**Exercise**
Please format the material as a two-column CSV with the header text,answer, starting at the line that contains "the rear wheel" and stopping after the last line of the material. Each row pairs a text with its answer, and each goes in one quoted field with its line breaks replaced by spaces.

**Dataset excerpts**
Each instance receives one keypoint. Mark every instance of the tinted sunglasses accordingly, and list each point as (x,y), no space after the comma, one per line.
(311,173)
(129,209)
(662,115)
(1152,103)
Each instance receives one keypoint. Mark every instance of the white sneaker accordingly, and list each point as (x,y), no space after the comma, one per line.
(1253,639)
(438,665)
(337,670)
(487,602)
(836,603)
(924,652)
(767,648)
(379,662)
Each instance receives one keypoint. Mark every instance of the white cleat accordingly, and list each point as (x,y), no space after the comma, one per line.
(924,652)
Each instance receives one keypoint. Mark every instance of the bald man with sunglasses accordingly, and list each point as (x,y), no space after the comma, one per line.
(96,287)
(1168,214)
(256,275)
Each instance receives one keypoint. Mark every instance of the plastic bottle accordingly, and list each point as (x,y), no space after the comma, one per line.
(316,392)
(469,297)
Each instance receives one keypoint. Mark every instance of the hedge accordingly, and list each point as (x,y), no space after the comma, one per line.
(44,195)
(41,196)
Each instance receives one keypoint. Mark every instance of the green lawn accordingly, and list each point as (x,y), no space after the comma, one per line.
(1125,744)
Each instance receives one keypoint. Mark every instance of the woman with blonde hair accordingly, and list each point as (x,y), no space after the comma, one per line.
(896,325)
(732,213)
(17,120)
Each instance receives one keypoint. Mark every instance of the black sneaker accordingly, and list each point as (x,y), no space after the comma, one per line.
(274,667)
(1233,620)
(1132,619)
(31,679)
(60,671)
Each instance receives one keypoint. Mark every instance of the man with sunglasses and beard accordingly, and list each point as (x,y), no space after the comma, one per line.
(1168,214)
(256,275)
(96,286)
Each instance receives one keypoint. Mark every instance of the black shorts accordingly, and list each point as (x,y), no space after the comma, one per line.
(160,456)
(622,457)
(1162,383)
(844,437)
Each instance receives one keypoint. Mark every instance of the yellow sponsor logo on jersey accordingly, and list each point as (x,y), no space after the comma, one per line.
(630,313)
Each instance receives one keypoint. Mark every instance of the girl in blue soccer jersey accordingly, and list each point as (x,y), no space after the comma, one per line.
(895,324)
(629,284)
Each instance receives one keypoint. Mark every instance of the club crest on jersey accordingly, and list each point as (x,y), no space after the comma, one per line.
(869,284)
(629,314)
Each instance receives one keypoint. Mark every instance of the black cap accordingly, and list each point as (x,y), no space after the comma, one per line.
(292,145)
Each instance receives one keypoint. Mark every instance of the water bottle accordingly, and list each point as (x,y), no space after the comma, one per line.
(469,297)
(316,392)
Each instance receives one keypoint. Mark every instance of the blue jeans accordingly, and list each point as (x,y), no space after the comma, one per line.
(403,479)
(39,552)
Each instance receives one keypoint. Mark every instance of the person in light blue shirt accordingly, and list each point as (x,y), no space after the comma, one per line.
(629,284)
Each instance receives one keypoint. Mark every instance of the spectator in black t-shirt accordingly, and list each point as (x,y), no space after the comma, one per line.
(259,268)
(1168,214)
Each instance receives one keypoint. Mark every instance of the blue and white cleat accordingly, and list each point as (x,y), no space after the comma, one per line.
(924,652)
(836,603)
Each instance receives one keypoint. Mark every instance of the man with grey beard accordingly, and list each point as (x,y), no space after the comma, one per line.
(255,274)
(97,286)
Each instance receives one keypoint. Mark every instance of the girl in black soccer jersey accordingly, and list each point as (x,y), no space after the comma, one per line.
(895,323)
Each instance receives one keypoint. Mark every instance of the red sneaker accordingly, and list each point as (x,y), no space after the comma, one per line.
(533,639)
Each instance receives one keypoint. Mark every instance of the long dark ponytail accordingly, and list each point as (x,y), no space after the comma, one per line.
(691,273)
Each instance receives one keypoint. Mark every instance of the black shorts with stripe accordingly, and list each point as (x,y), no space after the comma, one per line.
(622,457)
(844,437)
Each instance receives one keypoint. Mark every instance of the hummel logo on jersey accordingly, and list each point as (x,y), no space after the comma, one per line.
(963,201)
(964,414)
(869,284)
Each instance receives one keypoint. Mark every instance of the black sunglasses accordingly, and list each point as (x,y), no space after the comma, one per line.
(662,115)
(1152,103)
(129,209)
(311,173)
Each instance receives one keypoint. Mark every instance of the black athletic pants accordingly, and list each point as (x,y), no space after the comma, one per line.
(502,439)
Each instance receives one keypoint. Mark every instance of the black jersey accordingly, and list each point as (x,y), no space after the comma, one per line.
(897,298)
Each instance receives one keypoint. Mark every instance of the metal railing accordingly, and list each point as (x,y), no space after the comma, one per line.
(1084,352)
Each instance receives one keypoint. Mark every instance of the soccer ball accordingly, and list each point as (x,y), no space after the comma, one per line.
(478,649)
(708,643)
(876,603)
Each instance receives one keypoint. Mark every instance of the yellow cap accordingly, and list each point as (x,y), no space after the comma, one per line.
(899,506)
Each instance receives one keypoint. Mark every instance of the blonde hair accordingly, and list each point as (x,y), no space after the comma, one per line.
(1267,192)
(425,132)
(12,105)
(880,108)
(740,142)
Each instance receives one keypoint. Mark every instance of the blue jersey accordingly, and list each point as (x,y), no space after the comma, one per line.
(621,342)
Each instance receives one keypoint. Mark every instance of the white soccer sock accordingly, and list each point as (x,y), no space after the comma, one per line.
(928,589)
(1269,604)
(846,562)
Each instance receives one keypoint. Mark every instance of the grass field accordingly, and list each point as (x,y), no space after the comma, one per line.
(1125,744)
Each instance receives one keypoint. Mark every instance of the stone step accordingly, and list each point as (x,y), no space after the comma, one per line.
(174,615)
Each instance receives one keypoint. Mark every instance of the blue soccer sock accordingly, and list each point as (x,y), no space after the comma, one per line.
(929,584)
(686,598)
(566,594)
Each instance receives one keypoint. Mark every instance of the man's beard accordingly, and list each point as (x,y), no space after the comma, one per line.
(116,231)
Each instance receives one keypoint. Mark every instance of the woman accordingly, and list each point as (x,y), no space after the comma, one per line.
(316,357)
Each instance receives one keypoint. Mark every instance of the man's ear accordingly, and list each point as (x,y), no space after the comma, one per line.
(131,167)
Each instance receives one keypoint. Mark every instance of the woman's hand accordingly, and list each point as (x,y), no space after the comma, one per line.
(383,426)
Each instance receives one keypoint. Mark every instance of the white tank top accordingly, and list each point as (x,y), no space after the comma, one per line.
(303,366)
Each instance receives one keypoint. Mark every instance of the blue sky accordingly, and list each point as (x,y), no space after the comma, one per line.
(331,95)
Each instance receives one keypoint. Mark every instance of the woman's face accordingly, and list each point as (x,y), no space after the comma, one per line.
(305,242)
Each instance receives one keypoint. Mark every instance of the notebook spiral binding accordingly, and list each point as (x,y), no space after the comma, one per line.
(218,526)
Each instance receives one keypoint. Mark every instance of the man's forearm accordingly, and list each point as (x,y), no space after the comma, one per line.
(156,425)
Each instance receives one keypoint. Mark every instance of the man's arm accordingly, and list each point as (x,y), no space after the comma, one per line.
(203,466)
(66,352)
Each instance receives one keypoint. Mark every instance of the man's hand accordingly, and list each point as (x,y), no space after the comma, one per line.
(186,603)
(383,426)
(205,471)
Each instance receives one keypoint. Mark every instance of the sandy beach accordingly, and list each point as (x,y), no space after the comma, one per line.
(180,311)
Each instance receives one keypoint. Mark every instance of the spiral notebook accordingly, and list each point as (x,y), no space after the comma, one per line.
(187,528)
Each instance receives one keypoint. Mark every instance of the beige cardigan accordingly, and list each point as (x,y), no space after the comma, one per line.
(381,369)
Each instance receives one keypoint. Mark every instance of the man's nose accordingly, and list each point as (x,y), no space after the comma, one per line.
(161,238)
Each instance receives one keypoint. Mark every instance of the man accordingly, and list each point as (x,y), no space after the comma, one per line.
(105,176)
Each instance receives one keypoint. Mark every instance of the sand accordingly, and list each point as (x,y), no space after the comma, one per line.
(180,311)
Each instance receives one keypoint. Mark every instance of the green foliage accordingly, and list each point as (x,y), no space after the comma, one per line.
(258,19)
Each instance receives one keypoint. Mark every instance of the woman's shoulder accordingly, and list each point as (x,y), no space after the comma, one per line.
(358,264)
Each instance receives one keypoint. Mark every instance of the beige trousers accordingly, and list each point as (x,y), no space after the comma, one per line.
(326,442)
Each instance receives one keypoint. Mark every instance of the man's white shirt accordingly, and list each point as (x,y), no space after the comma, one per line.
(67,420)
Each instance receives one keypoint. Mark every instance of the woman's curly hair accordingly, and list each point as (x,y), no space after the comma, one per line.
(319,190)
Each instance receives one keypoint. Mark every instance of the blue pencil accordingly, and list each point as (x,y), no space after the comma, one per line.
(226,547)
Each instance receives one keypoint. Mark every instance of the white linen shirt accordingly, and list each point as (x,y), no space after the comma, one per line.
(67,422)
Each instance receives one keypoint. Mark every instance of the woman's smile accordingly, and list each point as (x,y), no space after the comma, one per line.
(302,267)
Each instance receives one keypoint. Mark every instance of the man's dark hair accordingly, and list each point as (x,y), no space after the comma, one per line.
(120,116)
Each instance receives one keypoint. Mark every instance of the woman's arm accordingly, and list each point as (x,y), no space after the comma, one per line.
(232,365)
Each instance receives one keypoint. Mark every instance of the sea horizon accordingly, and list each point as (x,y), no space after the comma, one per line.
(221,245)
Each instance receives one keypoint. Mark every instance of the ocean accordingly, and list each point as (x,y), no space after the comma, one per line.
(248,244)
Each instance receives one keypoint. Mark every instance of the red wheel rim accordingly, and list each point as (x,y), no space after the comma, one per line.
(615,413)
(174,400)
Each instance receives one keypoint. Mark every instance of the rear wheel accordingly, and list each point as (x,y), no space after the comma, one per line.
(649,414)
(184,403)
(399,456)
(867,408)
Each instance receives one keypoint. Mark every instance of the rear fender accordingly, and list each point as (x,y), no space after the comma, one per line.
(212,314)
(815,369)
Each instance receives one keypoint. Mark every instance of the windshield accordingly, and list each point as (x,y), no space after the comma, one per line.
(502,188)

**Result below**
text,answer
"Each instance receives one keypoint. Mark every instance of the rear wheel accordingly, and list each point as (x,y), no space after the comma, one per line.","(649,414) (184,403) (399,456) (867,408)"
"Each instance receives one keypoint. Mark every instance of the rear fender accordingly, and list each point as (x,y), no space after the comma, one per line.","(212,314) (815,369)"
"Each instance receives one keypoint. Mark every instance of the windshield accordingly, and list each point as (x,y), no space after the comma, one per line.","(502,188)"